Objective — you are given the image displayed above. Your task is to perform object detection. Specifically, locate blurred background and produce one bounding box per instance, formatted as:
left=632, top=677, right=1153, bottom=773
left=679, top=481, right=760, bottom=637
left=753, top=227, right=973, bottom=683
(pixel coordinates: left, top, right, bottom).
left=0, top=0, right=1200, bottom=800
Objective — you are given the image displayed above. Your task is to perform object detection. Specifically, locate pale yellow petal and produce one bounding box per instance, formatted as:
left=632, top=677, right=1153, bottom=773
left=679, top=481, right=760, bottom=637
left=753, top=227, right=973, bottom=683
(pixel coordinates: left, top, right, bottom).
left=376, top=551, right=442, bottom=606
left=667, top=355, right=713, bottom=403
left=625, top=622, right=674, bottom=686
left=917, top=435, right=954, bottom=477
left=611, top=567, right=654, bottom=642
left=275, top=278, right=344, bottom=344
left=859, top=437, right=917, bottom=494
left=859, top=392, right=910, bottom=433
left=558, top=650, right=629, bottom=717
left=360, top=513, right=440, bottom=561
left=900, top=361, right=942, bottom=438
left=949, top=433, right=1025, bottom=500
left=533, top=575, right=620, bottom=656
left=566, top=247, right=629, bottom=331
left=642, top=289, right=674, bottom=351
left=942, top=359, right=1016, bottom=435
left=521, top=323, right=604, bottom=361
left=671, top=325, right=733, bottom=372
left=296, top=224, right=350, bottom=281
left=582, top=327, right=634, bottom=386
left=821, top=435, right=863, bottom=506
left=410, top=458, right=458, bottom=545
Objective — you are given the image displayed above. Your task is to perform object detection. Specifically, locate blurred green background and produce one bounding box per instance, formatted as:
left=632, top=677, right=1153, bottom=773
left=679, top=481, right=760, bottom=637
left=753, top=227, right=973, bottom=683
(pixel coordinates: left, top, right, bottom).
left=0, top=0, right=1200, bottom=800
----------
Reproduce all of the items above verbatim, with no changes of any kind.

Objective — you are given the image displayed above. Your task is to perform object detection. Specifically, locate blurred background and produce one bounding box per instance, formatted as:
left=632, top=677, right=1153, bottom=773
left=679, top=481, right=760, bottom=637
left=753, top=227, right=973, bottom=683
(pixel coordinates: left, top, right, bottom).
left=0, top=0, right=1200, bottom=800
Objective — you are given the image displayed above. Your task is to perform object detection. Specifically, locate pale yellow petal and produce one bounding box per instance, formatted as:
left=632, top=677, right=1153, bottom=773
left=679, top=481, right=760, bottom=637
left=753, top=227, right=973, bottom=683
(pixel coordinates: left, top, right, bottom).
left=376, top=551, right=442, bottom=606
left=667, top=355, right=713, bottom=403
left=625, top=622, right=674, bottom=686
left=917, top=435, right=954, bottom=477
left=611, top=567, right=654, bottom=642
left=275, top=278, right=344, bottom=344
left=859, top=437, right=917, bottom=494
left=859, top=392, right=910, bottom=433
left=558, top=650, right=629, bottom=717
left=360, top=513, right=440, bottom=561
left=900, top=361, right=942, bottom=438
left=949, top=433, right=1025, bottom=500
left=533, top=575, right=620, bottom=656
left=566, top=247, right=629, bottom=331
left=642, top=289, right=674, bottom=351
left=942, top=359, right=1016, bottom=435
left=521, top=323, right=604, bottom=361
left=671, top=325, right=733, bottom=372
left=296, top=224, right=350, bottom=281
left=582, top=327, right=634, bottom=386
left=821, top=435, right=863, bottom=506
left=410, top=458, right=458, bottom=545
Objective — you are given the image displayed above. Your task is to perform object detection. Specifically, locate blurred green background and produce one bounding box per instance, formatted as:
left=632, top=677, right=1153, bottom=773
left=679, top=481, right=760, bottom=637
left=753, top=227, right=973, bottom=683
(pixel coordinates: left, top, right, bottom).
left=0, top=0, right=1200, bottom=800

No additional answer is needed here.